===== Extracted text

Yesterday I arrived in Guam. The tsunami scare two nights ago in Saipan was a new experience. All is good now. But as everyone knows it is a scary situation in Japan. I made many new friends in my 18 days there and I’m sick with fear for them. But looking back I’m not unhappy that I was able to make it out when I did. In Saipan we were ordered to the top floors of our hotel for 90 minutes while we sweated out the tsunami threat. Then things returned to normal.
My internet connection wasn’t the best so I wasn’t able to post any Saipan photos until now.

View from my hotel's open air lobby, Saipan. Hill 500 in the background.
Above, Hill 500 was named by the American soldiers because the hill is 500 feet high. Covered in clouds to the left of Hill 500 is Mt. Tagpochau which is 1200 feet high. Photos of and from these sites are below. When the American troops invaded the beaches from the west, with Gene Smith following, the Japanese were well fortified on the tops of both Hill 500 and Mt. Tagpochau, with guns that ranged to 1500 meters. What resulted, of course, wasn’t pretty. Today, though, Saipan is quite stunning. There are 50,000 residents, down 40% from a peak before their garment industry was healthy (before NAFTA and other trade agreements – Saipan is a U.S. territory).

View from top of Hill 500 looking back toward my hotel. Tinian is the island in the background.
Much of the warfare on this island took place in the space you are seeing in the photo above. The Japanese were well entrenched when American troops invaded the beaches from the west (the right side of the photograph above).
By the way, I’ve learned this history from an unusual and rich source in the form of Don Farrell, who grew up in Billings, Montana and has lived in the Northern Mariana Islands for 35 years, teaching school, working in the local government, and becoming the leading historian of the region. More on him later. He may end up being the focus of my next Paris Review piece. Don looks like a cross between a ZZ Top guitarist and Colonel Sanders. He likes to pop a few cold ones and he’s an experienced horticulturalist, if you know what I mean. He’s a dogged historian and natural storyteller. They don’t make ‘em like Don at the universities, although they should. He would fit in well at CDS.

Hill 500 looking in the other direction.

Mt. Tagpochau, 1200 ft. elevation. I was trying to imagine hiking up this mountain with people shooting at you in 90 degree, humid conditions.

View from top of Mt. Tagpochau looking down into "Death Valley."
It turns out my internet connection is slow here in Guam, too. The hotel is working on it. I’ll post more Saipan photos when I can upload them faster. My goal on this WWII battlefield portion of my journey has been to learn something that would allow me to write better about Gene Smith prowling around these areas with his camera during combat. I keep thinking of a boy from landlocked Kansas, by WWII in his early to mid-20s, lugging his equipment around these tropical islands for 18 months. I’m not sure, yet, how these impressions will make it into my book. But they will.

==========
===== Exercise data

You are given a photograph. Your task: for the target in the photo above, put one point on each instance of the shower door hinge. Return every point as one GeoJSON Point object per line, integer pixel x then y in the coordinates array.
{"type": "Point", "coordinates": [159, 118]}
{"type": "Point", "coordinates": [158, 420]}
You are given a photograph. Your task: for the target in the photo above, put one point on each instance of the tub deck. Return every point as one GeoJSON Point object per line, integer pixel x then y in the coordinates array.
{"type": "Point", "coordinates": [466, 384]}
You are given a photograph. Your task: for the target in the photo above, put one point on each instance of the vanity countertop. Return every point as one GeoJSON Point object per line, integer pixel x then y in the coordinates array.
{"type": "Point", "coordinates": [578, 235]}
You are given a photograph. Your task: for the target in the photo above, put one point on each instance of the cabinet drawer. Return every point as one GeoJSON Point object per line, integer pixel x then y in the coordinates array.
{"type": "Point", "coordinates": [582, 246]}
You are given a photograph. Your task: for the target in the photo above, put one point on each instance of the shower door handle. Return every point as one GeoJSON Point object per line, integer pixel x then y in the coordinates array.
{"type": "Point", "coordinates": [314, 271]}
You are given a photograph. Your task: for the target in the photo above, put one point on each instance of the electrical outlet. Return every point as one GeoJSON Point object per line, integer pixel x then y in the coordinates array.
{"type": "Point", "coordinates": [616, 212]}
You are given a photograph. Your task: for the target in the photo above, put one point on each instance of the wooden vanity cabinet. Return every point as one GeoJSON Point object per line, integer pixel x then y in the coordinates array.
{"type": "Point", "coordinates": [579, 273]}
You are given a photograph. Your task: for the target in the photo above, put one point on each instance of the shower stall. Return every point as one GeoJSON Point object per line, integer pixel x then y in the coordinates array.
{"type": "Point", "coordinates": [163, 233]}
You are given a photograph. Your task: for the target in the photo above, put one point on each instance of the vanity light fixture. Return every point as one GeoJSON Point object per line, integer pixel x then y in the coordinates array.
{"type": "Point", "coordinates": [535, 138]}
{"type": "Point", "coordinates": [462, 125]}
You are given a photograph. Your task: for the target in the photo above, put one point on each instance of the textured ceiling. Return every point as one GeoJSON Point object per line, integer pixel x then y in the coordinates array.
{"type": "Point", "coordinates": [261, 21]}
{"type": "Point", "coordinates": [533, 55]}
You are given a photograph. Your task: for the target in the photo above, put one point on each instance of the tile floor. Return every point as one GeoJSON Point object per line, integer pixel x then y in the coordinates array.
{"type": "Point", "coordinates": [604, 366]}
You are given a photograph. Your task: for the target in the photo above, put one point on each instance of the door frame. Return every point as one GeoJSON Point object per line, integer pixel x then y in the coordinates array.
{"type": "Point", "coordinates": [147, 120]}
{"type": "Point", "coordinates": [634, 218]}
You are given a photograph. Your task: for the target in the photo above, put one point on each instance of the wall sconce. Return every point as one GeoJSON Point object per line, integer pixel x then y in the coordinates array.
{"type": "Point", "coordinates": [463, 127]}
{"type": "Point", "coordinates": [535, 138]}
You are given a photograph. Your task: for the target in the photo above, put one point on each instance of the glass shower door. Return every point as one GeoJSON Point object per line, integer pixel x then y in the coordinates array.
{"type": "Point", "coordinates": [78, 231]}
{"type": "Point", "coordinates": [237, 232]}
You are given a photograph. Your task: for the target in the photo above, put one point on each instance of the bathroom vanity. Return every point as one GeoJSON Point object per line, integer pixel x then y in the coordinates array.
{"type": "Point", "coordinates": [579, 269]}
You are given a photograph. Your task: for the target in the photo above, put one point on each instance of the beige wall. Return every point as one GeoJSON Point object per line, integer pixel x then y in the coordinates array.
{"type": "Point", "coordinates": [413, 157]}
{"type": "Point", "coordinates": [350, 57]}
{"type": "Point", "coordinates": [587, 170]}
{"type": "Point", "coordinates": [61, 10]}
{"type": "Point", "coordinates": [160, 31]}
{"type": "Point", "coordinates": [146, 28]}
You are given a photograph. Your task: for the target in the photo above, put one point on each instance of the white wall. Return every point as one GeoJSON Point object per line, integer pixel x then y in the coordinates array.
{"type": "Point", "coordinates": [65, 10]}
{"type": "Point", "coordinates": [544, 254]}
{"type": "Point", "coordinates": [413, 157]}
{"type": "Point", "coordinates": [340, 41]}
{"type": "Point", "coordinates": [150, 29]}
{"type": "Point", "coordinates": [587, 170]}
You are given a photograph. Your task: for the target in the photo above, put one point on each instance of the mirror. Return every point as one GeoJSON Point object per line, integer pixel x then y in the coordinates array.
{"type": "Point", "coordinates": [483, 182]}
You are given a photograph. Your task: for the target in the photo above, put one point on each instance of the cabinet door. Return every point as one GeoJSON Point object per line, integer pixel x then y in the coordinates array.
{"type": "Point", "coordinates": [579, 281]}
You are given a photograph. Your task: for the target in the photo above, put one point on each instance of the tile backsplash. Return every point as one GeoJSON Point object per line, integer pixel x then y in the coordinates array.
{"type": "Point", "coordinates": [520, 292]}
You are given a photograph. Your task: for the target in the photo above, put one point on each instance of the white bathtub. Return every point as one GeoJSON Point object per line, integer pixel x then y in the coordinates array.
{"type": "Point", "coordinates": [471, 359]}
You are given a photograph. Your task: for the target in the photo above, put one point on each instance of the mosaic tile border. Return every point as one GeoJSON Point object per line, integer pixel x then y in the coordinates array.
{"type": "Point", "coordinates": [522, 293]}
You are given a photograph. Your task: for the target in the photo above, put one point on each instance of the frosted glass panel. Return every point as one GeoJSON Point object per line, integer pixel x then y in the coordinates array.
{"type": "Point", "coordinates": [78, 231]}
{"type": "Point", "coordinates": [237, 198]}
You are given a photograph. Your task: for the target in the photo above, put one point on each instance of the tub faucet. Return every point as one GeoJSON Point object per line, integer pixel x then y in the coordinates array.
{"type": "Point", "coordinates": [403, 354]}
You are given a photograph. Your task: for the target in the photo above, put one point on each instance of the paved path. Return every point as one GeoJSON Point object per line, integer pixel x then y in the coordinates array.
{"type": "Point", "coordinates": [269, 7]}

==========

### Required tasks
**a.** According to the Saipan text, for how many years has Don Farrell lived in the Northern Mariana Islands?
**b.** Retype the part of the Saipan text that begins with the words "My internet connection wasn’t" and ends with "500 in the background.".

### Expected outputs
**a.** 35 years.

**b.**
My internet connection wasn’t the best so I wasn’t able to post any Saipan photos until now.

View from my hotel's open air lobby, Saipan. Hill 500 in the background.